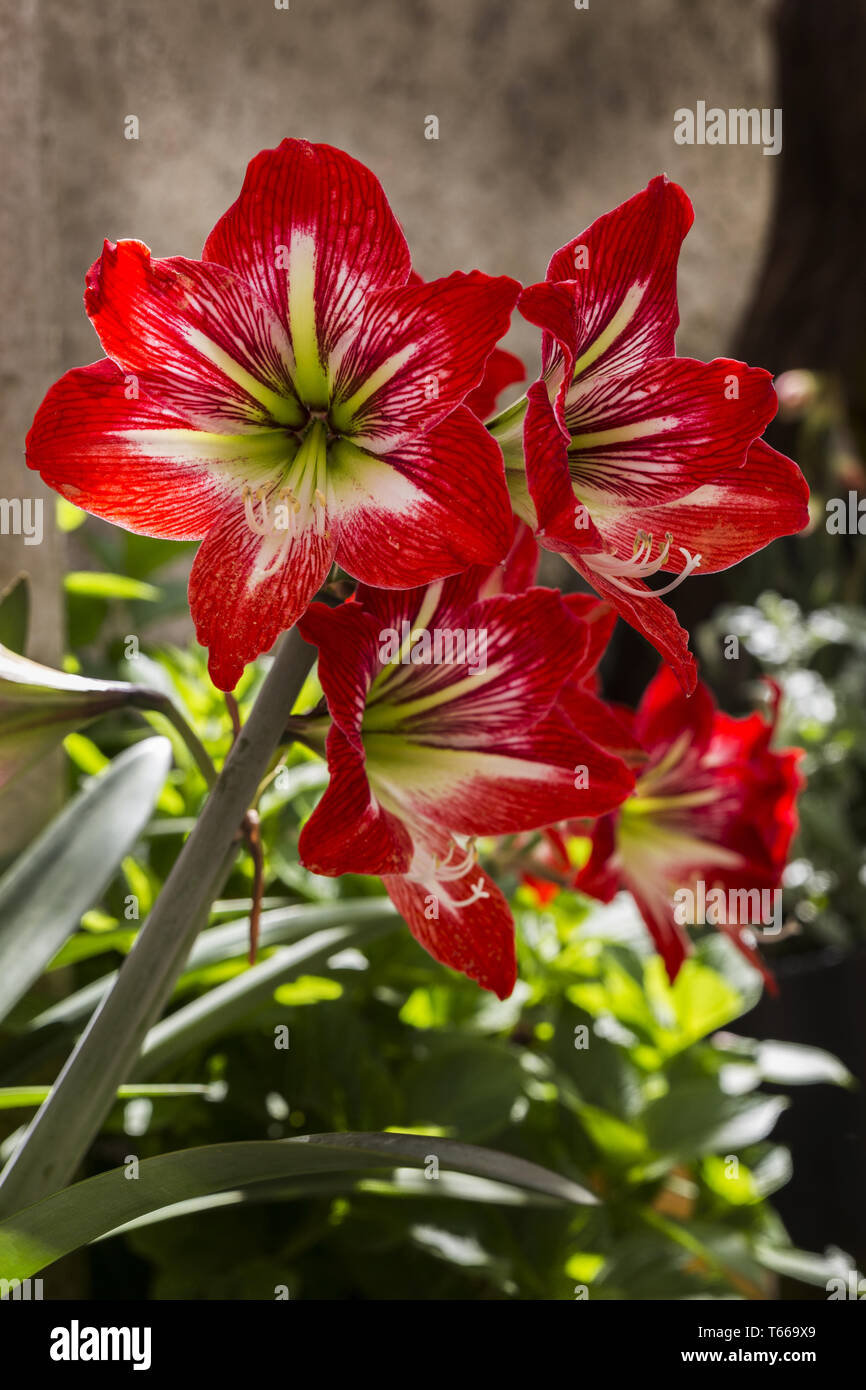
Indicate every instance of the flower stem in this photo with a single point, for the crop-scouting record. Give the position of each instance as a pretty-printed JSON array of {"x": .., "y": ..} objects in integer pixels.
[{"x": 67, "y": 1122}]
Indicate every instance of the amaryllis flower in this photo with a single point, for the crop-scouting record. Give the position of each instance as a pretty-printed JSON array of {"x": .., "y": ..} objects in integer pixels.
[
  {"x": 640, "y": 462},
  {"x": 713, "y": 808},
  {"x": 446, "y": 726},
  {"x": 292, "y": 399}
]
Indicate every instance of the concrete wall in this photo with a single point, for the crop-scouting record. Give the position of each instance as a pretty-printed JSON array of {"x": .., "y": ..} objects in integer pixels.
[{"x": 548, "y": 116}]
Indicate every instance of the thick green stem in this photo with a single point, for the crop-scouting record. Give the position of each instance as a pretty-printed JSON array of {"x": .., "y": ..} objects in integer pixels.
[{"x": 68, "y": 1121}]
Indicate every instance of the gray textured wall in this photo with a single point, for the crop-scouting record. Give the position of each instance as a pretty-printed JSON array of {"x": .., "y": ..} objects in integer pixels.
[{"x": 548, "y": 116}]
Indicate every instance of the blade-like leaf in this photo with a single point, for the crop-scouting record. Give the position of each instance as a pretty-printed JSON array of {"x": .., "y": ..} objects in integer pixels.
[
  {"x": 64, "y": 872},
  {"x": 25, "y": 1097},
  {"x": 15, "y": 613},
  {"x": 217, "y": 1011},
  {"x": 60, "y": 1223},
  {"x": 223, "y": 943}
]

• [WORK ITEM]:
Pictures must not appear in the copy, and every record must be restated word for word.

• [SOLVED EXERCISE]:
Indicate every instance of the flower stem in this photo with a single point, for the crop-scouting record. Give the position of each instance as a pretty-printed JSON array of {"x": .., "y": ..} objects in integer pixels.
[{"x": 67, "y": 1122}]
Indicate every instance of the amaryllis flower in this photo with a single point, for the crop-scouting record. Give the position of each instance as a pretty-printed JSON array of {"x": .., "y": ..} objects in integer pixels.
[
  {"x": 640, "y": 462},
  {"x": 713, "y": 808},
  {"x": 446, "y": 726},
  {"x": 292, "y": 399}
]
Indicate every instance of the concrete wall in this photo with a single point, for the crop-scouting record. Give the position of each instance as a pretty-printed JSON array of {"x": .., "y": ..} objects in integer pixels.
[{"x": 548, "y": 116}]
Indicate every instance of the thick green stem in this photo with a single point, for the crop-scouting record. Give the position of each instance as a pretty-printed JSON array of {"x": .., "y": ..} objects in integer pixels.
[{"x": 68, "y": 1121}]
Indicate every instance of the gray textured wall in this photo with a single point, for the crop-scouting record. Give the position of each instance as a pretty-printed JSON array of {"x": .., "y": ..} objects in integer pixels.
[{"x": 548, "y": 116}]
Indicate every instance of the blade-like leaf in this photo with a single point, for the crop-scouting record. Give the position of each instance as a pretty-printed JSON array of {"x": .., "y": ..} objects in integer pixels.
[
  {"x": 64, "y": 872},
  {"x": 25, "y": 1097},
  {"x": 15, "y": 613},
  {"x": 217, "y": 1011},
  {"x": 60, "y": 1223},
  {"x": 223, "y": 943}
]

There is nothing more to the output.